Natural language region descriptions
------------------------------
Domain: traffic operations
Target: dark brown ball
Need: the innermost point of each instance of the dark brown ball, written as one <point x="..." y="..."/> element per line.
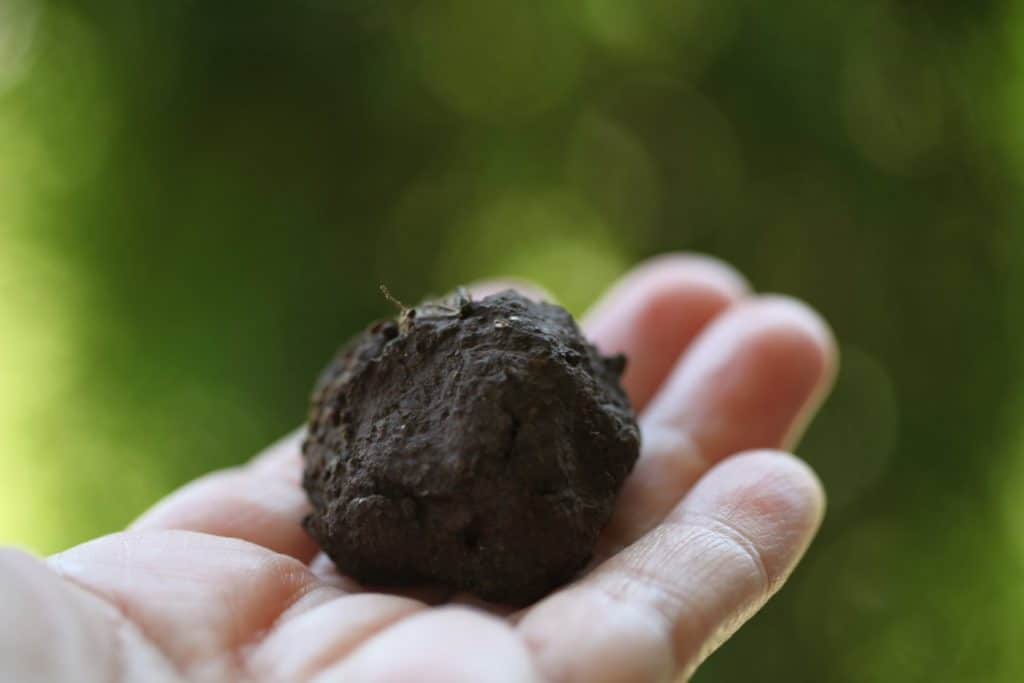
<point x="479" y="444"/>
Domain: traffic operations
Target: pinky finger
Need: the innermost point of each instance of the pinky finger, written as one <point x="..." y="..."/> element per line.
<point x="670" y="599"/>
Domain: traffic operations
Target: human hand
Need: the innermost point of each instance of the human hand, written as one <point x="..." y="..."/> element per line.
<point x="220" y="583"/>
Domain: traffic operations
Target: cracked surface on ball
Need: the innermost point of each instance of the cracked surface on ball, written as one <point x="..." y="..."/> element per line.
<point x="479" y="444"/>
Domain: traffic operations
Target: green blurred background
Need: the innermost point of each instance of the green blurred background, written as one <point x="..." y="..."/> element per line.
<point x="198" y="201"/>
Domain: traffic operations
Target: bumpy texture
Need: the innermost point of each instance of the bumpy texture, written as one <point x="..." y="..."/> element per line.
<point x="478" y="444"/>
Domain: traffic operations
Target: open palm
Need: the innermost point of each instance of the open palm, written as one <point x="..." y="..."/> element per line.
<point x="219" y="582"/>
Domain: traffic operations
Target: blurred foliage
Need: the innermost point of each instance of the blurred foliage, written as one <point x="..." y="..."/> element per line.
<point x="199" y="200"/>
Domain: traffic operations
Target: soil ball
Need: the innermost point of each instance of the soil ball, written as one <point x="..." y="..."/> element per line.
<point x="479" y="444"/>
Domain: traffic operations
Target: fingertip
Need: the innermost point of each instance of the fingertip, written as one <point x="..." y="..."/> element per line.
<point x="694" y="267"/>
<point x="772" y="493"/>
<point x="805" y="325"/>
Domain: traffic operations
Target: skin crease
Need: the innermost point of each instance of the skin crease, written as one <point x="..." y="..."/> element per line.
<point x="219" y="583"/>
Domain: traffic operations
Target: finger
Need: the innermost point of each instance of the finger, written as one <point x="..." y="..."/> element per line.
<point x="752" y="380"/>
<point x="654" y="312"/>
<point x="670" y="599"/>
<point x="196" y="596"/>
<point x="261" y="502"/>
<point x="302" y="647"/>
<point x="51" y="631"/>
<point x="446" y="645"/>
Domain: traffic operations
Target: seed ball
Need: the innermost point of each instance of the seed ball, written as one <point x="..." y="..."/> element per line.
<point x="477" y="444"/>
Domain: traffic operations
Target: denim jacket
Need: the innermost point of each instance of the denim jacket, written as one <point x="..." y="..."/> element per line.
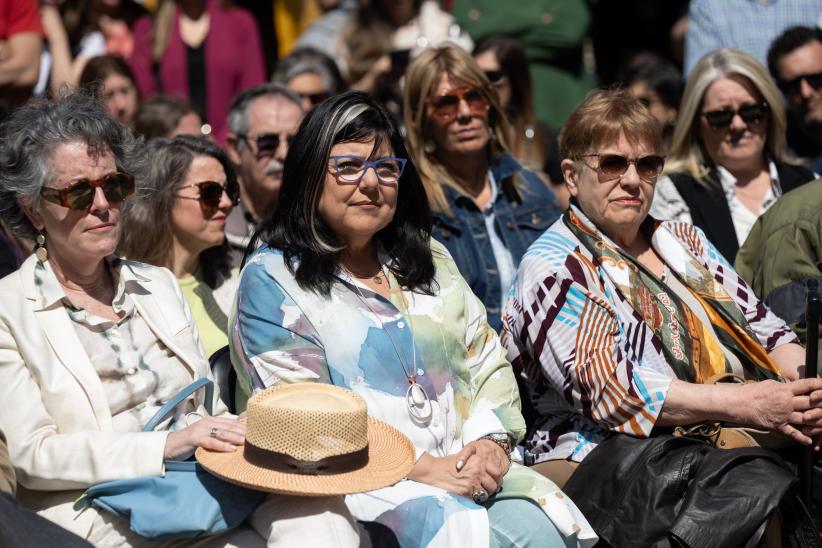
<point x="521" y="217"/>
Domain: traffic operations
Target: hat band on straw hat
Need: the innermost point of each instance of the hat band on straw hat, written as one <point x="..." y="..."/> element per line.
<point x="281" y="462"/>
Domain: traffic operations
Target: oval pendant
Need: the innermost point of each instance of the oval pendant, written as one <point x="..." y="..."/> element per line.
<point x="417" y="394"/>
<point x="419" y="405"/>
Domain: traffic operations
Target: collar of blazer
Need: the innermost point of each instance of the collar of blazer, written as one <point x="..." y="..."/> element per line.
<point x="156" y="298"/>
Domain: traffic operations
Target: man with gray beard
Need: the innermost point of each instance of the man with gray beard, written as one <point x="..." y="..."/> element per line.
<point x="261" y="122"/>
<point x="795" y="62"/>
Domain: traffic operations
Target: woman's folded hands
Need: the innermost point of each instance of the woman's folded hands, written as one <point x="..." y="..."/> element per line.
<point x="480" y="465"/>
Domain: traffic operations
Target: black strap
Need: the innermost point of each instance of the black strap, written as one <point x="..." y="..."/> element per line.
<point x="280" y="462"/>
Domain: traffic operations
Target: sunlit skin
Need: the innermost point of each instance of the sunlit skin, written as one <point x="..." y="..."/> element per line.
<point x="196" y="227"/>
<point x="120" y="97"/>
<point x="616" y="207"/>
<point x="305" y="84"/>
<point x="356" y="212"/>
<point x="739" y="147"/>
<point x="806" y="104"/>
<point x="78" y="237"/>
<point x="466" y="134"/>
<point x="488" y="62"/>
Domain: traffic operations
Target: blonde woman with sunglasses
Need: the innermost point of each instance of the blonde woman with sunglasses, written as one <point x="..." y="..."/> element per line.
<point x="728" y="162"/>
<point x="178" y="221"/>
<point x="487" y="207"/>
------------------------------
From the records above, print exactly the lines that run from the line with "Target: blurred foliage" to the line with "Target: fingertip", inclusive.

__ANSWER BOX__.
Target: blurred foliage
Need: the innermost point of each instance of the blurred foliage, written as one <point x="..." y="..."/> element per line.
<point x="199" y="200"/>
Domain: traffic operations
Target: soil ball
Need: the innermost point of each instance of the soil ball, written as one <point x="..." y="..."/> element per line.
<point x="479" y="444"/>
Domain: traffic operations
Target: fingertip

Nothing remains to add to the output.